## AIM OF THE EXERCISE
Return the records below line for line, with no changes of any kind.

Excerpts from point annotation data
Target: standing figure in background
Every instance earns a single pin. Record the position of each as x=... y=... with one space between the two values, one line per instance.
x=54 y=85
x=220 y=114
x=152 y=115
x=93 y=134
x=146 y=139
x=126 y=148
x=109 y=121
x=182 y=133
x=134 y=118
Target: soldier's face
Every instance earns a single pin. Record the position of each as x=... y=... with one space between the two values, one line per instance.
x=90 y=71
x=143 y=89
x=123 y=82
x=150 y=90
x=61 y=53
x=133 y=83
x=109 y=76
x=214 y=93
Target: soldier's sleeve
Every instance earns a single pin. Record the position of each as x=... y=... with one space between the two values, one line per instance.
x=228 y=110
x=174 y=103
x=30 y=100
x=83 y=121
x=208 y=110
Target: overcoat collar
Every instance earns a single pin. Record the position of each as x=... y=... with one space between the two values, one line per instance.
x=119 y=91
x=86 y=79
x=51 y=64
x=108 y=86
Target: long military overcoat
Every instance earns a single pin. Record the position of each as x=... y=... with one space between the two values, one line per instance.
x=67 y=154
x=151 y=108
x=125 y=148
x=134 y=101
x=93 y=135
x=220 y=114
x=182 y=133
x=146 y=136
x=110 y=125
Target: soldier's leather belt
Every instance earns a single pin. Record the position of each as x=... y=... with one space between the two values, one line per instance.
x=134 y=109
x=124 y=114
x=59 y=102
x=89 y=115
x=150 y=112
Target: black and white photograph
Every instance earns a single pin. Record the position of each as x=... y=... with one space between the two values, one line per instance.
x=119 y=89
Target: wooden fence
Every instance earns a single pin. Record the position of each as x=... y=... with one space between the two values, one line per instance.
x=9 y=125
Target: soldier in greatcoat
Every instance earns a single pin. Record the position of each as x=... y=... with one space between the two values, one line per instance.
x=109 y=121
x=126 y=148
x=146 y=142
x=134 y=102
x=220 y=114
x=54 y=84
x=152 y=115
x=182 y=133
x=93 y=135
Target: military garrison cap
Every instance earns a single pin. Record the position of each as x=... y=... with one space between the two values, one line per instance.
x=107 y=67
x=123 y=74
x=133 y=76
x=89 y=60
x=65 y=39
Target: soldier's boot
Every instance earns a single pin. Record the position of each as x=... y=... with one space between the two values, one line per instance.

## THE COMPLETED TASK
Target: standing figure in background
Every instance earns a single pin. Record the position of each as x=... y=... with one space between the two values, one line per instance.
x=54 y=85
x=220 y=114
x=152 y=115
x=93 y=134
x=146 y=139
x=126 y=148
x=109 y=121
x=182 y=133
x=134 y=118
Target: soldier's face
Every instance earns a single pin. Record the position of each as x=... y=... with one space between the two values, one line per instance.
x=90 y=71
x=143 y=89
x=123 y=82
x=150 y=90
x=61 y=53
x=133 y=83
x=109 y=76
x=214 y=93
Target: soldier's sleeve
Every instance earns a single pin. Record the position of each as x=... y=... with one space between the two values, one line per instance.
x=228 y=110
x=174 y=103
x=30 y=100
x=83 y=121
x=208 y=110
Target: overcoat collar
Every instance earns a single pin. Record the position of each as x=... y=... with one space between the two values, one line per instance.
x=119 y=91
x=86 y=79
x=51 y=64
x=108 y=86
Target: long military overcoat
Every instance earns a single pin. Record the position of each as x=... y=... with one space between the two values, one line per instance.
x=67 y=154
x=151 y=108
x=125 y=148
x=134 y=101
x=93 y=135
x=220 y=114
x=182 y=133
x=146 y=136
x=110 y=125
Target: soldier's leather belt
Every instance earns a single pin. Record the position of each as x=... y=... with one space between the two values, one line per instance.
x=134 y=109
x=124 y=114
x=59 y=102
x=89 y=115
x=150 y=112
Target: black and white photograph
Every instance earns a single pin. Record the position of each as x=... y=... with one space between the two values, one line per instance.
x=119 y=89
Target: wooden fence
Every instance earns a single pin. Record the position of each as x=... y=... with one space between the two values, one line per instance.
x=9 y=125
Target: soldier in greatcoat
Every instance earns a single pin. Record the position of each as x=... y=... with one space between the two values, one line per instance.
x=109 y=121
x=126 y=148
x=146 y=142
x=134 y=102
x=220 y=114
x=54 y=84
x=152 y=115
x=182 y=133
x=93 y=135
Target: military garrison cap
Every instance earns a single pin. Record the position of each as x=... y=... with one space between the two values, one line per instance.
x=107 y=67
x=123 y=74
x=133 y=76
x=89 y=60
x=65 y=39
Target: soldier's boot
Every instance earns a single pin. Record the position of each as x=... y=... with one space between the two values, one line per instance.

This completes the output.